**Exercise:** If a record below holds a picture, leave the picture out and copy the rest exactly.

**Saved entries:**
=-=-=-=-=
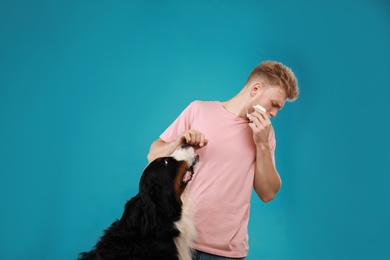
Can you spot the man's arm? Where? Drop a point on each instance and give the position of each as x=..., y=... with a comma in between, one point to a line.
x=267, y=181
x=159, y=148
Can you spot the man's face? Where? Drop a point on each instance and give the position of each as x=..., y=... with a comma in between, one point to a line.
x=272, y=98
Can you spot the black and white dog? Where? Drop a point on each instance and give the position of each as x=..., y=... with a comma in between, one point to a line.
x=156, y=223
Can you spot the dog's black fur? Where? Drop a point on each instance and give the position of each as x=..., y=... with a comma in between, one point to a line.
x=146, y=229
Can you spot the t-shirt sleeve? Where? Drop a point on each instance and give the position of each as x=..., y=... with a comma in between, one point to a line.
x=182, y=123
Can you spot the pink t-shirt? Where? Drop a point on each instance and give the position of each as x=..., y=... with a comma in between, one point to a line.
x=222, y=185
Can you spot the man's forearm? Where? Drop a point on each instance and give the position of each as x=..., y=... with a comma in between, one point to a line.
=-=-=-=-=
**Final answer:**
Can you spot the man's arm? Where? Drop a point on each instance and give the position of each as x=..., y=... with a comma in between, one point to a line.
x=267, y=181
x=159, y=148
Can you spot the man's face? Where? Drop a point on each instance and give the position of each as x=..., y=... with a comma in between, one point to a line.
x=272, y=98
Can you spot the black and white dog? Where? Drop a point on each instance and give the position of each as x=..., y=... with a comma in between, one point to a line.
x=156, y=223
Can you spot the dog's black fur? Where? Drop a point on each instance and give the position of each as x=..., y=... with a comma in between, one point to a line.
x=146, y=229
Can you spot the t-shirt sleeve? Where? Drop a point on each instance and give the position of each as x=..., y=... with a comma in between, one point to a line.
x=182, y=123
Can you spot the pink t-shirt? Where? Drop a point on each instance and give the position of each as x=..., y=... with a comma in between, one point to a line.
x=222, y=185
Can you spot the man's forearm? Where? Drop a point on each instance and give the position of each as x=..., y=... with a comma in between, one point to a line.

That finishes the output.